[Dataset records]
>>

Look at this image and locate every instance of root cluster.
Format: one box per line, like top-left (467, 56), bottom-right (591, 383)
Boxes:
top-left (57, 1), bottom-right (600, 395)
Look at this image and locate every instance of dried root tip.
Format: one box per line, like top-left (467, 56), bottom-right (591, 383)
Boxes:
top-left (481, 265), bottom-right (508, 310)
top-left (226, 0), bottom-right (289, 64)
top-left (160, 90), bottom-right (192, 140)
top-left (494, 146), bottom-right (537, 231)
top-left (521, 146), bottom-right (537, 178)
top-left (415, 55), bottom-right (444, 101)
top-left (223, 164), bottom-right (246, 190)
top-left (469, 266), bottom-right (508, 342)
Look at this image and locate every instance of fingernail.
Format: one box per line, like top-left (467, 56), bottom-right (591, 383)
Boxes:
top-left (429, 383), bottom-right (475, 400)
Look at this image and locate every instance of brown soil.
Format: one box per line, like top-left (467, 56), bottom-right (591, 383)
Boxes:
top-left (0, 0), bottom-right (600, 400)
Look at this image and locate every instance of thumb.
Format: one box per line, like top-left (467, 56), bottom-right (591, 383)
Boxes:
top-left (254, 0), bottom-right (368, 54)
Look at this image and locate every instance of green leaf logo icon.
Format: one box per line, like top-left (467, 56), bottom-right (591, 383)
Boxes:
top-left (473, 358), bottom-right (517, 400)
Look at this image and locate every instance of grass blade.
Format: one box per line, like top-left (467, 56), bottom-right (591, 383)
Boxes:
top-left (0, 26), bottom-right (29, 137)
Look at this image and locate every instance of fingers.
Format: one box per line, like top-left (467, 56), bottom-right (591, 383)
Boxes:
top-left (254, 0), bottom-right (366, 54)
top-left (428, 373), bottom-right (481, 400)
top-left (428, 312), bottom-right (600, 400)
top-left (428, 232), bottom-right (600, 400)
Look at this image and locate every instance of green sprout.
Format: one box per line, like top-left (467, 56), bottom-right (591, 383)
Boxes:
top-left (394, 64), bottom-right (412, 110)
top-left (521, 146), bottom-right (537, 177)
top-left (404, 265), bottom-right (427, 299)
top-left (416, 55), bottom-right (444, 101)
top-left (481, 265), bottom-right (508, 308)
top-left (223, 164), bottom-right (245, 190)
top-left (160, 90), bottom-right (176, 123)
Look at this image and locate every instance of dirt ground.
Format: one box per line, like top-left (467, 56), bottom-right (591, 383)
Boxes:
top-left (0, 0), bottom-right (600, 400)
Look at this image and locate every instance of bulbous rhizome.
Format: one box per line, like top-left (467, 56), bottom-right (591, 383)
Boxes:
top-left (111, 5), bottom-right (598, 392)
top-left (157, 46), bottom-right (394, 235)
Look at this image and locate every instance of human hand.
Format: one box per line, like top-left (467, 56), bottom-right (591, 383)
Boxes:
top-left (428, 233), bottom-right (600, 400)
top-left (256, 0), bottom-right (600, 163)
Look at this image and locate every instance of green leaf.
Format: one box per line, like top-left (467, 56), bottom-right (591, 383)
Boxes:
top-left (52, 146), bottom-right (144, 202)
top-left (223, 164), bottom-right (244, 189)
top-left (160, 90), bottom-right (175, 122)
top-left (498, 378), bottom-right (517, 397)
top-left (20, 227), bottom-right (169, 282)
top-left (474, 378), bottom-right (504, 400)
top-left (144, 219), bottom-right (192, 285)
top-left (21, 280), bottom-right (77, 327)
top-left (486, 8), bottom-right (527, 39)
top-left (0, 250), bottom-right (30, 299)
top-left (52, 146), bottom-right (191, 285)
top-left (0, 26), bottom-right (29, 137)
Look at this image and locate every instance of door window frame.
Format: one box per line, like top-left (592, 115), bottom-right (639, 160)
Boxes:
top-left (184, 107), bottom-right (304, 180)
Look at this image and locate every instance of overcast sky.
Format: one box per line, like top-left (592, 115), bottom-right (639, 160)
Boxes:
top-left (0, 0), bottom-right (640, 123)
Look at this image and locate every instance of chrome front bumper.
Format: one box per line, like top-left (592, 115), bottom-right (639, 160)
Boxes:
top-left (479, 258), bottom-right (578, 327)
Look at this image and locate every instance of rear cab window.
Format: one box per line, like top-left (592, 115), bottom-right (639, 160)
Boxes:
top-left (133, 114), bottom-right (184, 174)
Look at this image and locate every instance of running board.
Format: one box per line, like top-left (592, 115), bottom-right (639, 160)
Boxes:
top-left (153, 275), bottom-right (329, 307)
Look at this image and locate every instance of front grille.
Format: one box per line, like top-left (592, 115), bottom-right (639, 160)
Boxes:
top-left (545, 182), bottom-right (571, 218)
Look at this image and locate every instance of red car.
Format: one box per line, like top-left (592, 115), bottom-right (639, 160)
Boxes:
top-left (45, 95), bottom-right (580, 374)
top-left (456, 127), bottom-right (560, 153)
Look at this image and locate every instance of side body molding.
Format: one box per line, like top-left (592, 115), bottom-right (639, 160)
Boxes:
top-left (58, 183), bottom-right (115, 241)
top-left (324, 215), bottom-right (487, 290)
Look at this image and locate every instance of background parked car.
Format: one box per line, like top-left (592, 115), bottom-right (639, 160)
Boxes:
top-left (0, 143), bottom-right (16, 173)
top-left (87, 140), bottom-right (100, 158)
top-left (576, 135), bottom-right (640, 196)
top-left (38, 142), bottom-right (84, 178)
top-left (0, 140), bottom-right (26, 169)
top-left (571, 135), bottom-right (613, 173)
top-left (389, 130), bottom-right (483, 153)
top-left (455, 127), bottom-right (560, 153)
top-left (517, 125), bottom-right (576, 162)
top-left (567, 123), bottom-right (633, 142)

<<

### Stated goal
Give every line of the records above as a Markdown table with two columns, "No." for the row number and "Line" for the line itself, leaving out any blank lines.

### Worked solution
| No. | Line |
|---|---|
| 1 | Look at this image and locate every instance of root cluster. |
| 2 | Format: one box per line, like top-left (467, 56), bottom-right (591, 383) |
| 3 | Boxes: |
| 4 | top-left (57, 1), bottom-right (600, 395) |
| 5 | Look at this image and locate every instance of dried root tip. |
| 6 | Format: one box per line, like top-left (467, 56), bottom-right (591, 383) |
| 7 | Boxes: |
| 8 | top-left (481, 265), bottom-right (508, 310) |
| 9 | top-left (226, 0), bottom-right (289, 64) |
| 10 | top-left (160, 90), bottom-right (192, 140) |
| 11 | top-left (494, 146), bottom-right (537, 231) |
| 12 | top-left (521, 146), bottom-right (537, 178) |
| 13 | top-left (415, 55), bottom-right (444, 101) |
| 14 | top-left (223, 164), bottom-right (246, 190) |
| 15 | top-left (469, 266), bottom-right (508, 342) |
| 16 | Look at this image and locate every instance of fingernail. |
| 17 | Format: one box per line, like top-left (467, 56), bottom-right (591, 383) |
| 18 | Boxes: |
| 19 | top-left (429, 383), bottom-right (475, 400) |
| 20 | Look at this image and locate every instance of brown soil. |
| 21 | Format: one box per line, like top-left (467, 56), bottom-right (591, 383) |
| 22 | Boxes: |
| 23 | top-left (0, 0), bottom-right (600, 400) |
| 24 | Look at this image and locate every instance of thumb. |
| 25 | Format: one box per line, like top-left (467, 56), bottom-right (591, 383) |
| 26 | Boxes: |
| 27 | top-left (254, 0), bottom-right (368, 54) |
| 28 | Look at this image and locate every instance of green leaf logo icon. |
| 29 | Format: one box per line, like top-left (467, 56), bottom-right (591, 383) |
| 30 | Boxes: |
| 31 | top-left (473, 358), bottom-right (517, 400) |
| 32 | Look at this image and locate every instance of grass blade. |
| 33 | Format: one box per line, like top-left (467, 56), bottom-right (591, 383) |
| 34 | Boxes: |
| 35 | top-left (0, 26), bottom-right (29, 137) |
| 36 | Look at this image and locate every instance of fingers. |
| 37 | Format: one box per line, like top-left (467, 56), bottom-right (591, 383) |
| 38 | Boxes: |
| 39 | top-left (254, 0), bottom-right (366, 54) |
| 40 | top-left (428, 373), bottom-right (481, 400) |
| 41 | top-left (428, 312), bottom-right (600, 400) |
| 42 | top-left (428, 232), bottom-right (600, 400) |
| 43 | Look at this image and locate every instance of green sprout. |
| 44 | Format: one box per line, like top-left (467, 56), bottom-right (591, 383) |
| 45 | Boxes: |
| 46 | top-left (394, 64), bottom-right (412, 110) |
| 47 | top-left (521, 146), bottom-right (537, 177) |
| 48 | top-left (404, 265), bottom-right (427, 299) |
| 49 | top-left (416, 55), bottom-right (444, 101) |
| 50 | top-left (481, 265), bottom-right (508, 308) |
| 51 | top-left (223, 164), bottom-right (245, 190) |
| 52 | top-left (160, 90), bottom-right (176, 123) |
| 53 | Look at this image and locate every instance of dirt ground. |
| 54 | Format: one box per line, like top-left (467, 56), bottom-right (591, 383) |
| 55 | Boxes: |
| 56 | top-left (0, 0), bottom-right (600, 400) |
| 57 | Look at this image and locate every instance of bulbous rhizome. |
| 58 | Format: one box per line, like top-left (467, 56), bottom-right (591, 383) |
| 59 | Boxes: |
| 60 | top-left (111, 5), bottom-right (598, 392) |
| 61 | top-left (157, 46), bottom-right (394, 235) |
| 62 | Look at this image and locate every instance of human hand. |
| 63 | Format: one box per line, like top-left (467, 56), bottom-right (591, 383) |
| 64 | Boxes: |
| 65 | top-left (428, 233), bottom-right (600, 400) |
| 66 | top-left (256, 0), bottom-right (600, 163) |
| 67 | Look at this image and locate every instance of green leaf. |
| 68 | Format: one box per line, like top-left (467, 56), bottom-right (591, 383) |
| 69 | Boxes: |
| 70 | top-left (52, 146), bottom-right (144, 202) |
| 71 | top-left (223, 164), bottom-right (244, 189) |
| 72 | top-left (160, 90), bottom-right (175, 122) |
| 73 | top-left (498, 378), bottom-right (517, 397) |
| 74 | top-left (20, 227), bottom-right (169, 282) |
| 75 | top-left (474, 378), bottom-right (504, 400) |
| 76 | top-left (144, 219), bottom-right (192, 285) |
| 77 | top-left (21, 280), bottom-right (77, 327) |
| 78 | top-left (486, 8), bottom-right (527, 39) |
| 79 | top-left (0, 250), bottom-right (30, 299) |
| 80 | top-left (52, 146), bottom-right (191, 285) |
| 81 | top-left (0, 26), bottom-right (29, 137) |
| 82 | Look at this image and locate every instance of door window frame. |
| 83 | Format: one box per line, like top-left (592, 115), bottom-right (639, 160) |
| 84 | Boxes: |
| 85 | top-left (184, 107), bottom-right (304, 180) |
| 86 | Look at this image and locate every instance of overcast sky. |
| 87 | Format: one box per line, like top-left (592, 115), bottom-right (639, 160) |
| 88 | Boxes: |
| 89 | top-left (0, 0), bottom-right (640, 123) |
| 90 | Look at this image and locate every instance of chrome front bumper. |
| 91 | Format: one box per line, like top-left (592, 115), bottom-right (639, 160) |
| 92 | Boxes: |
| 93 | top-left (479, 258), bottom-right (578, 327) |
| 94 | Look at this image and locate every instance of rear cab window. |
| 95 | Format: one box per line, like top-left (592, 115), bottom-right (639, 160) |
| 96 | Boxes: |
| 97 | top-left (133, 114), bottom-right (184, 174) |
| 98 | Look at this image and locate every instance of running board. |
| 99 | Format: one box per line, like top-left (592, 115), bottom-right (639, 160) |
| 100 | Boxes: |
| 101 | top-left (153, 275), bottom-right (329, 307) |
| 102 | Look at this image and locate every instance of front grille. |
| 103 | Format: one box per line, like top-left (592, 115), bottom-right (639, 160) |
| 104 | Boxes: |
| 105 | top-left (545, 182), bottom-right (571, 218) |
| 106 | Look at this image and locate every instance of red car. |
| 107 | Format: one box per line, like top-left (592, 115), bottom-right (639, 160) |
| 108 | Boxes: |
| 109 | top-left (45, 95), bottom-right (580, 374) |
| 110 | top-left (456, 127), bottom-right (560, 153) |
| 111 | Look at this image and locate every instance of side body molding. |
| 112 | Format: one box per line, like top-left (592, 115), bottom-right (639, 160) |
| 113 | Boxes: |
| 114 | top-left (58, 183), bottom-right (115, 241) |
| 115 | top-left (324, 215), bottom-right (487, 290) |
| 116 | Look at this image and locate every instance of background parked car. |
| 117 | Format: one box per line, like top-left (592, 115), bottom-right (639, 160) |
| 118 | Boxes: |
| 119 | top-left (0, 143), bottom-right (16, 173) |
| 120 | top-left (87, 140), bottom-right (100, 158) |
| 121 | top-left (576, 135), bottom-right (640, 196) |
| 122 | top-left (38, 142), bottom-right (84, 178) |
| 123 | top-left (0, 140), bottom-right (26, 169) |
| 124 | top-left (571, 135), bottom-right (613, 173) |
| 125 | top-left (389, 130), bottom-right (483, 153) |
| 126 | top-left (455, 127), bottom-right (560, 153) |
| 127 | top-left (517, 125), bottom-right (576, 162) |
| 128 | top-left (567, 123), bottom-right (633, 142) |